■ **Goal of the exercise**
Set down all of the records word for word.

■ **Supplied material**
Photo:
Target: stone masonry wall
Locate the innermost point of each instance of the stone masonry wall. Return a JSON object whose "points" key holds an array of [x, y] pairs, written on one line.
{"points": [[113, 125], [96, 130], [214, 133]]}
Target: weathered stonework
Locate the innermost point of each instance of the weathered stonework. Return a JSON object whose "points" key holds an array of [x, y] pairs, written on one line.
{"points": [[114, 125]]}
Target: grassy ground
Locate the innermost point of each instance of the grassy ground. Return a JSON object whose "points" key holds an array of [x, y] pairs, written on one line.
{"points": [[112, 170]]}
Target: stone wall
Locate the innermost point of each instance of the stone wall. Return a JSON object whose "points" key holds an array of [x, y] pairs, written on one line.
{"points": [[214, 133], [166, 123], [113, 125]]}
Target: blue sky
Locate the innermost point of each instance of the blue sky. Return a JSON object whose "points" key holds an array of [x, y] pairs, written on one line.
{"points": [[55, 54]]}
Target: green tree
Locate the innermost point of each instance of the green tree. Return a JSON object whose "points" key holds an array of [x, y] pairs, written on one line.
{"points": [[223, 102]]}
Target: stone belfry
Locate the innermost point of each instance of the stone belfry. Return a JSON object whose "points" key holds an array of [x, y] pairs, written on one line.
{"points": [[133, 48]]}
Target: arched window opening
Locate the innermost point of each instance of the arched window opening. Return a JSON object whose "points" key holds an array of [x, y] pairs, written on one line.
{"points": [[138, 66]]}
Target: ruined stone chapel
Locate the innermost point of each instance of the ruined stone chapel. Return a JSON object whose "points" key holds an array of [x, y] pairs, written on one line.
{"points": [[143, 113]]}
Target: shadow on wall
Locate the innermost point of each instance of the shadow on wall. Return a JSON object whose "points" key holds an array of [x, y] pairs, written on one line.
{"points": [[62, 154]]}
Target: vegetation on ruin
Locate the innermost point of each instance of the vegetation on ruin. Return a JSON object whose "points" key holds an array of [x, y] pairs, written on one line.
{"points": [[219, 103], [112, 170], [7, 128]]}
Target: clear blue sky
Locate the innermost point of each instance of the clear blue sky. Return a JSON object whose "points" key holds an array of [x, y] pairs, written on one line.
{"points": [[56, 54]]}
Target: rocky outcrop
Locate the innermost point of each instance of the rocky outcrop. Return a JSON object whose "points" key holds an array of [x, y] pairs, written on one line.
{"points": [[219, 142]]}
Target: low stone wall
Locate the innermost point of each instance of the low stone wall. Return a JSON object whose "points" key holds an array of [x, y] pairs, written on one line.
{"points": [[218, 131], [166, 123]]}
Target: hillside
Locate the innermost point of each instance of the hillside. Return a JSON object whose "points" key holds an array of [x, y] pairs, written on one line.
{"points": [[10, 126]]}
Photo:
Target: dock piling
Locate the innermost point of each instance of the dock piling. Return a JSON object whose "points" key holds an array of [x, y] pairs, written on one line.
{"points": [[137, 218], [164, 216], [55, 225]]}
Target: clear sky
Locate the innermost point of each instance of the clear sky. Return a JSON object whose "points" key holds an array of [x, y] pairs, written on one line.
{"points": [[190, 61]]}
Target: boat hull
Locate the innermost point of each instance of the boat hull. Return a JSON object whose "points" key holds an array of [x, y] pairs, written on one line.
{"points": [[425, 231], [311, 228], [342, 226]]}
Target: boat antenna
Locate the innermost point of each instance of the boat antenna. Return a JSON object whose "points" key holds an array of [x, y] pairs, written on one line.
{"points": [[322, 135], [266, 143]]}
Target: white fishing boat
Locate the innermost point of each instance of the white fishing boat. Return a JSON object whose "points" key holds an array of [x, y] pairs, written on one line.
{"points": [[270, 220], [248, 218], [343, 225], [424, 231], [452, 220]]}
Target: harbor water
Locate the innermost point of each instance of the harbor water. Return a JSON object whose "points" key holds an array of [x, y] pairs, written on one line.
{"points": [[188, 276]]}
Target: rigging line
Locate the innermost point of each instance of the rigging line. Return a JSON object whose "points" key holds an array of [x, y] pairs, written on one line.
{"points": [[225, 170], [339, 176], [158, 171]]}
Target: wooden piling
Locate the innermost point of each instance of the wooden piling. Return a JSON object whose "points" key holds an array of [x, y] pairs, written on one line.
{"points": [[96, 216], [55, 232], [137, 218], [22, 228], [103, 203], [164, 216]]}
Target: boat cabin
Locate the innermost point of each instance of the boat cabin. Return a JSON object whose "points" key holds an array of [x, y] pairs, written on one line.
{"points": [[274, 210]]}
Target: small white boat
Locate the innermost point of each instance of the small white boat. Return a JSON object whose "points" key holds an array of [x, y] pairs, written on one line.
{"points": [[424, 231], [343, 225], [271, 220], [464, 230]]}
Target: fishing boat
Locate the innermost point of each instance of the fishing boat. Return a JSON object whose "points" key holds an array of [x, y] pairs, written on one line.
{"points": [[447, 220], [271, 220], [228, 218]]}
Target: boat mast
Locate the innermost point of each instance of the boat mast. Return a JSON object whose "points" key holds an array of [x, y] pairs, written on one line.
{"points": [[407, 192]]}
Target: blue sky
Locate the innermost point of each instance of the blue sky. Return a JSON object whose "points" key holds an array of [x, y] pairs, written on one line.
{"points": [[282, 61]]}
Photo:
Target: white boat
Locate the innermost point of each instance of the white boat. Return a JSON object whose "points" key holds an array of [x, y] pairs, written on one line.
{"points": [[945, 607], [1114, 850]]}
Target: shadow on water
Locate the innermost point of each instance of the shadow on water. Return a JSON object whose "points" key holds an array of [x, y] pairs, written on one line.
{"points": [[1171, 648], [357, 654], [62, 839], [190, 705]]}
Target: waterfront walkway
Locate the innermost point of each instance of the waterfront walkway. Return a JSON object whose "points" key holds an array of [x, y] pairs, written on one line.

■ **Exercise solution**
Photo:
Target: stone masonry wall
Locate the innermost point of each instance of the stone masonry wall. Return a JSON object whose "points" key holds an array of [x, y] pairs, written on one line.
{"points": [[113, 125], [96, 130], [214, 133]]}
Target: weathered stonework
Locate the innermost point of each instance of the weathered stonework. Return a JSON object whose "points" key holds an array of [x, y] pairs, written on one line.
{"points": [[114, 125]]}
Target: grassy ground
Locate the innermost point of each instance of the grassy ground. Return a JSON object whose "points" key holds an array of [x, y] pairs, written on one line.
{"points": [[112, 170]]}
Target: stone wall
Locate the innermost point of each instance of the stone wall. Return a JSON object whose "points" key holds an array of [x, y] pairs, written on one line.
{"points": [[214, 133], [166, 123], [113, 125]]}
Target: blue sky
Locate the innermost point of each instance of the blue sky. Return a JSON object whose "points" key holds an array of [x, y] pairs, written on one line.
{"points": [[55, 54]]}
Target: green tree
Locate the innermost point of each instance of the green tree. Return a JSON object whose "points" key holds an array of [x, y] pairs, written on one line.
{"points": [[223, 102]]}
Target: stone belfry
Locate the innermost point of each instance of the stone belfry. Return a JSON object whose "points" key holds an array of [x, y] pairs, written on one line.
{"points": [[133, 48]]}
Target: arched window opening
Locate the innermost point of each instance of the arched window opening. Return a JSON object whose "points" key holds an array of [x, y] pairs, written on one line.
{"points": [[138, 66]]}
Target: ruined stone chapel
Locate the innermost point of each instance of the ruined stone chapel. Return a JSON object whose "points" key holds an array of [x, y] pairs, written on one line.
{"points": [[143, 113]]}
Target: shadow on wall
Locate the innermost point of each instance of the shadow on wall. Return a JSON object whose "points" key holds an array of [x, y] pairs, written on one line.
{"points": [[62, 154]]}
Target: vegetation on ruin
Locate the innermost point of each instance of the vegetation on ruin. Return a JSON object whose "points" key holds an array of [x, y] pairs, written on one line.
{"points": [[219, 103], [112, 170], [7, 128]]}
Target: clear blue sky
Locate the innermost point of each instance of the clear blue sky. Return a JSON object whose "points" key holds an array of [x, y] pairs, written on one line.
{"points": [[56, 54]]}
Target: rocky outcrop
Locate the innermost point of each instance of the rocky outcrop. Return a JSON object whose "points" key holds an array of [x, y] pairs, written on one line.
{"points": [[219, 142]]}
Target: low stone wall
Locate the innermost point of each instance of the low stone wall. Return a JSON object whose "points" key holds an array of [x, y] pairs, written on one line.
{"points": [[218, 131], [166, 123]]}
Target: hillside
Locate the innermost point of each instance of the hillside. Return a JSON object whose "points" key holds an array of [x, y] pairs, written on one line.
{"points": [[10, 126]]}
Photo:
Target: dock piling
Locate the innermost point of each instance of the dock piling. Return a JSON object whose "points" key holds an array of [x, y] pairs, written on one line.
{"points": [[137, 218], [164, 216], [55, 225]]}
Target: clear sky
Locate the innermost point of each instance of the clear sky. Return a JSON object whose "points" key holds an array of [x, y] pairs, written on one line.
{"points": [[190, 61]]}
Target: boat hull
Locate the innermost point of each instance of the boat hull. Return a JSON object whose "points" key holds an array of [x, y] pairs, written on one line.
{"points": [[425, 231], [311, 228], [342, 226]]}
Target: boat antenna
Locate the innermost point of each instance of the boat antenna. Return a JSON object whose "points" key holds an array of [x, y] pairs, written on one line.
{"points": [[322, 135], [266, 143]]}
Target: white fishing boat
Locate the innermost point of each instance of the white fishing boat. Return a JSON object whose "points" key holds an array of [x, y] pairs, written on one line.
{"points": [[270, 220], [248, 218], [343, 225], [424, 231], [452, 220]]}
Target: harbor water
Locate the innermost point of each instance of the harbor water. Return a JSON object whose "points" key holds an array of [x, y] pairs, written on one line.
{"points": [[188, 276]]}
Target: rigging line
Locate the innermost point of each instance of the rigging line. Return a JSON object whose "points" key holds an array of [x, y] pairs, written on one line.
{"points": [[225, 170], [339, 176], [158, 171]]}
Target: wooden piling
Locate the innermost point of each instance of the wooden piling. Return a JSON object whose "points" key holds an array of [x, y] pairs, written on one line.
{"points": [[96, 216], [55, 232], [137, 218], [22, 228], [103, 203], [164, 216]]}
Target: boat cabin
Locate the innermost point of each instance of the boat cabin. Return a JSON object whose "points" key holds an array of [x, y] pairs, written on one line.
{"points": [[274, 210]]}
Target: small white boat
Locate the innermost point of each instance of the small white boat. Return a JSON object whose "points" key holds an array of [x, y] pairs, written on one line.
{"points": [[424, 231], [343, 225], [271, 220], [464, 230]]}
Target: fishing boat
Locate the innermost point of each instance of the fishing boat. Return a JSON object whose "points" key holds an array of [x, y] pairs, written on one line.
{"points": [[447, 220], [271, 220], [228, 218]]}
Target: boat mast
Locate the innermost point of each instance of the boat mast. Return a JSON object whose "points" key holds an array of [x, y] pairs, written on one line.
{"points": [[407, 192]]}
Target: blue sky
Locate the innermost point of each instance of the blue sky. Return a JSON object whose "points" key holds an array of [x, y] pairs, written on one line.
{"points": [[282, 61]]}
Photo:
Target: white boat
Locate the innermost point of each instance of the white boat. Return a JSON object whose "points" key holds an array of [x, y] pairs, written on one line.
{"points": [[945, 607], [1114, 850]]}
Target: shadow on water
Locate the innermost point of each instance of the shadow on water. Return a JSON object whose "points" key holds an array of [x, y] pairs, written on one line.
{"points": [[1171, 648], [357, 654], [62, 839], [190, 705]]}
Target: waterfront walkway
Locate the innermost point of each instance of the waterfront walkway. Return a JSON object whose "points" key holds an array of [x, y] pairs, written on one line.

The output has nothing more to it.